- **Written problem**:
Take everything from the line containing "Please locate blue" down to the line containing "[410,434,525,521]", swap "notebook" for "spiral notebook", and write those lines out again with all else unchanged.

Records from a data collection
<<<<

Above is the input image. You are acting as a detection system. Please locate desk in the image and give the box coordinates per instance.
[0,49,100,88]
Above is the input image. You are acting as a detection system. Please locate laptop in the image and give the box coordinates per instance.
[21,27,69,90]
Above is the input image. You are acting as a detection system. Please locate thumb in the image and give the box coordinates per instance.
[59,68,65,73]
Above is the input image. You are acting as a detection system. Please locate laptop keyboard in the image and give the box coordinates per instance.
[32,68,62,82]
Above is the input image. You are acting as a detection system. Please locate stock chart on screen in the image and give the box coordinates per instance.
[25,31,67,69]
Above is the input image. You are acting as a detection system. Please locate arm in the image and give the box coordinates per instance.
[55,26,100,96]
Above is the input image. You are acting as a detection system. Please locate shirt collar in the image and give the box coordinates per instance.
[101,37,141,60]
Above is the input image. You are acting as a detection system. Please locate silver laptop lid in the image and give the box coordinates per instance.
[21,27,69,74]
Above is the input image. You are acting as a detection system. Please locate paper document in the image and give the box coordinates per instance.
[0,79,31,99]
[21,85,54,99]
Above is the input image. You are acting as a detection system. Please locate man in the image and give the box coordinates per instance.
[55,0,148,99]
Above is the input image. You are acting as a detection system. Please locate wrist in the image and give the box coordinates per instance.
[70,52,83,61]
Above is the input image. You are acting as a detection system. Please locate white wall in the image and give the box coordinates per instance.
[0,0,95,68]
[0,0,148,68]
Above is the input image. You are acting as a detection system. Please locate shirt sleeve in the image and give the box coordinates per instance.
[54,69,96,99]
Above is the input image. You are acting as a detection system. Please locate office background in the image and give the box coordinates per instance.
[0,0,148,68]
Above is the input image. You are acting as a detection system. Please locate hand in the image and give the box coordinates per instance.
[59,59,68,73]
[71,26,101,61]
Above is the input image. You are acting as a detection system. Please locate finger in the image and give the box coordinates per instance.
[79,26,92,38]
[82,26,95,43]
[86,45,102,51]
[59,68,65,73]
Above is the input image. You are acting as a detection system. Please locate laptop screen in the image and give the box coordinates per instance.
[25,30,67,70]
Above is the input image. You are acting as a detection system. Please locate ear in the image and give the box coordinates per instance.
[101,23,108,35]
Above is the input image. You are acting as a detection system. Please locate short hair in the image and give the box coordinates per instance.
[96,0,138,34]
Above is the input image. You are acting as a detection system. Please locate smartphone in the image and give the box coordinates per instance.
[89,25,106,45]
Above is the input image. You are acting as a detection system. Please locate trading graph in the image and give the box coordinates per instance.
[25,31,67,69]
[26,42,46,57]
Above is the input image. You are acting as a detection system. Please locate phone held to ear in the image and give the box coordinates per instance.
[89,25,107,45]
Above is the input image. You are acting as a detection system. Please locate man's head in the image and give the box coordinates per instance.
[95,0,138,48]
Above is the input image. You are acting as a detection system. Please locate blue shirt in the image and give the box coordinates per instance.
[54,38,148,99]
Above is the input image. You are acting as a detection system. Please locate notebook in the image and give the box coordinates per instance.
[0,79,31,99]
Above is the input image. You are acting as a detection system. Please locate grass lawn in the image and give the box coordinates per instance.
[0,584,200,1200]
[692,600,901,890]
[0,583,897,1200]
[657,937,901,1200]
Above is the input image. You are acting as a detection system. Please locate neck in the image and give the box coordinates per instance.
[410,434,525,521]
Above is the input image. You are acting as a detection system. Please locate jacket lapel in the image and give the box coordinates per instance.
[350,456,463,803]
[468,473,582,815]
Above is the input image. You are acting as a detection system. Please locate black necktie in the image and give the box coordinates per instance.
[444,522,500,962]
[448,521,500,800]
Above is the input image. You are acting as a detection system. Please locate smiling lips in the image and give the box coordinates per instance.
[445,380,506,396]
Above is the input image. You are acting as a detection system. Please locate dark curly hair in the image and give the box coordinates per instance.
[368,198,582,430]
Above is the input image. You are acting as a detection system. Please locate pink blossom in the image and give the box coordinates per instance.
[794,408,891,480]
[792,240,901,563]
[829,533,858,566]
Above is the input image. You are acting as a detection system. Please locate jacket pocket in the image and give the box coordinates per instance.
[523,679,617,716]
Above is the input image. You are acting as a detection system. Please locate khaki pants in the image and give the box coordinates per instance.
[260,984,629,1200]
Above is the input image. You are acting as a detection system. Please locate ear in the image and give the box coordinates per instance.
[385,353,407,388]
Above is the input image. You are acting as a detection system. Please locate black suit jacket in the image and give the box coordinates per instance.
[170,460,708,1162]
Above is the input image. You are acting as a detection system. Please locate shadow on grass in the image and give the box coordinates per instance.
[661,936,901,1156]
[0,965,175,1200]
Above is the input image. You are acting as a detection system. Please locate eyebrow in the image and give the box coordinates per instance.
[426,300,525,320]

>>>>

- **Written reply**:
Above is the input image. You are acting as a detection system. Please locate blue shirt in the image and give the box coordinates per instance.
[54,38,148,99]
Above is the input image. You are acting as a detection system. Please locate spiral notebook in the image and give the box coordinates per instance.
[0,79,31,99]
Above is the input image. You are acting as a detection system. Please locate grass lawn in the image and give the box coordinates per instance.
[0,584,200,1200]
[692,600,901,890]
[0,583,897,1200]
[657,937,901,1200]
Above is the input image. You are acting as a detection system. Please locate neck in the image and give the box coordinates per instance.
[410,434,525,521]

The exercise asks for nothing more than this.